SUPPLIED RECORDS –

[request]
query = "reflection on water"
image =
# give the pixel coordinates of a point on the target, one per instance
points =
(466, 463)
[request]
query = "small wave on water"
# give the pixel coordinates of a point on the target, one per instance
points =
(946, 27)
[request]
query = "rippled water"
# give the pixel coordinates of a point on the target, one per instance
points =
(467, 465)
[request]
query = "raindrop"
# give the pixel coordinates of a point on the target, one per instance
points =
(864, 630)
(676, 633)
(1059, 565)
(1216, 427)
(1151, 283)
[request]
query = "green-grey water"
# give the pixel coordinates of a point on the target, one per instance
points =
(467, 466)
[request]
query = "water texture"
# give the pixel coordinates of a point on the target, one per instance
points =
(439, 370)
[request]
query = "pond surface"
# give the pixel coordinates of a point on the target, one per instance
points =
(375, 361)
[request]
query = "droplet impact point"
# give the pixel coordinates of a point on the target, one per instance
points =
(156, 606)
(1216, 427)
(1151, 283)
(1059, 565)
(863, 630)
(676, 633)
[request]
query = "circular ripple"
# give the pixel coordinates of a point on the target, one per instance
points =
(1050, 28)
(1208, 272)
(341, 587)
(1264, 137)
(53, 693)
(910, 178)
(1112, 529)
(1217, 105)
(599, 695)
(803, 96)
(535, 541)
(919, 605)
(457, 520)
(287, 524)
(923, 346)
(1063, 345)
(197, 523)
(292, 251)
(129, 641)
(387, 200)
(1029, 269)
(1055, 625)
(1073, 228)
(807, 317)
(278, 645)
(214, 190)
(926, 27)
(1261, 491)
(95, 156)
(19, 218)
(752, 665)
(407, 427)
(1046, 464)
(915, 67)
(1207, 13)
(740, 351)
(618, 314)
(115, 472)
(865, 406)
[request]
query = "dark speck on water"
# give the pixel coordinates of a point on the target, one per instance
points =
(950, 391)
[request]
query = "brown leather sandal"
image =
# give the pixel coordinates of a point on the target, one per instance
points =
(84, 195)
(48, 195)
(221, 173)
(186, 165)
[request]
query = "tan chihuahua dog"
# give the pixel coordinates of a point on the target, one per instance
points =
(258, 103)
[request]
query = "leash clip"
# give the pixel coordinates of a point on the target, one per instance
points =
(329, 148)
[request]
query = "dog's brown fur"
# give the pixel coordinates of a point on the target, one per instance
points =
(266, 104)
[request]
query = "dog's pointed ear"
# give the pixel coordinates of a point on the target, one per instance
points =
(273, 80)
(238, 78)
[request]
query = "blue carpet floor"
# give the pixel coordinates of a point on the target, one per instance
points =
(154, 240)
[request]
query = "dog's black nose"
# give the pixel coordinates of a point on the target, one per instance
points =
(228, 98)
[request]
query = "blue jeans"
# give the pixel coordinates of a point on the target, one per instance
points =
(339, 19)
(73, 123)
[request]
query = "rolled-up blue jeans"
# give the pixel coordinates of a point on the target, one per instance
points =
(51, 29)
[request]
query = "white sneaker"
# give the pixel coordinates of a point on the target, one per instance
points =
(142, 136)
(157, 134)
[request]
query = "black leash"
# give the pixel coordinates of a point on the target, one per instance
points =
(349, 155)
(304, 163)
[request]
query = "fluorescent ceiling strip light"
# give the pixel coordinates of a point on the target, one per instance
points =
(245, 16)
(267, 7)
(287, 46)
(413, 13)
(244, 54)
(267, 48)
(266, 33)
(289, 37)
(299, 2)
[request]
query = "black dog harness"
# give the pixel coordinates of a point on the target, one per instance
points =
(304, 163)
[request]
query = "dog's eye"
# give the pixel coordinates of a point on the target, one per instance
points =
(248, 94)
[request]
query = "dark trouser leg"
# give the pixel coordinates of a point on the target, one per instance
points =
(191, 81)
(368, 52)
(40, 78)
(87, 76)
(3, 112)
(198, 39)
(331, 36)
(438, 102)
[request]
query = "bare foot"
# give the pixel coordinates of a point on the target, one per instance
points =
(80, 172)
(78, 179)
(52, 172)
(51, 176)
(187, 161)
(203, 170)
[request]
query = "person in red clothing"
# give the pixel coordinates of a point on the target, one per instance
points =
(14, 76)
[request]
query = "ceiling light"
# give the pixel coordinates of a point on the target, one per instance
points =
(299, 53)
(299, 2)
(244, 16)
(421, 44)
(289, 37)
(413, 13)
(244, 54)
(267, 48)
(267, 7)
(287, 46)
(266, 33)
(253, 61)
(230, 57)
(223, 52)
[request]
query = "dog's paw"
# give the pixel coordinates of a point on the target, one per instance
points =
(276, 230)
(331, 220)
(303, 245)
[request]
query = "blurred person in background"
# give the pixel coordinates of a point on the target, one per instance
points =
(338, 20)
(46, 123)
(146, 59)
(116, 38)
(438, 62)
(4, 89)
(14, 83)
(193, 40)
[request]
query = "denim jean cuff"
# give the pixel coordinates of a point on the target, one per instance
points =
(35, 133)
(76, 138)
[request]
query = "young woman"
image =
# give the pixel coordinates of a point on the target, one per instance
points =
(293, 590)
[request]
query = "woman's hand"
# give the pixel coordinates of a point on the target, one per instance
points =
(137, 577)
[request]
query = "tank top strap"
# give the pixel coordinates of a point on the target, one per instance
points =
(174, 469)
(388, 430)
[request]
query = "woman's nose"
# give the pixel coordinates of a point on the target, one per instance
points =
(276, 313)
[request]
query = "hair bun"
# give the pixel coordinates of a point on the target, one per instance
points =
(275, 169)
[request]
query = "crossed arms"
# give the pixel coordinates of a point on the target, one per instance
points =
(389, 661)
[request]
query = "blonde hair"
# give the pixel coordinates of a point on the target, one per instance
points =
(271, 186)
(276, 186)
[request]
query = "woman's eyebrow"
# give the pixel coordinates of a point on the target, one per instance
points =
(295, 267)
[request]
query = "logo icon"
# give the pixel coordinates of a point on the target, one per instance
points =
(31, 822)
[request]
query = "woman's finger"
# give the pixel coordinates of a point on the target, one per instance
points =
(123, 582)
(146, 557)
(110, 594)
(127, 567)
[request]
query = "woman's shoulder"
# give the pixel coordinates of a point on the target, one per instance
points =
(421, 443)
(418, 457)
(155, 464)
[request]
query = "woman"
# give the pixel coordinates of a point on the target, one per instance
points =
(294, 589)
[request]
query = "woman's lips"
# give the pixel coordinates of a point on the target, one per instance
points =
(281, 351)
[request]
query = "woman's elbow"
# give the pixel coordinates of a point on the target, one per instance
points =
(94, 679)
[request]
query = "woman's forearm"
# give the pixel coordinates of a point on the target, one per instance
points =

WHAT NEEDS TO BE DONE – Lines containing the string "nose" are the ones to copy from the entries above.

RESPONSE –
query = "dog's black nose"
query = "woman's nose"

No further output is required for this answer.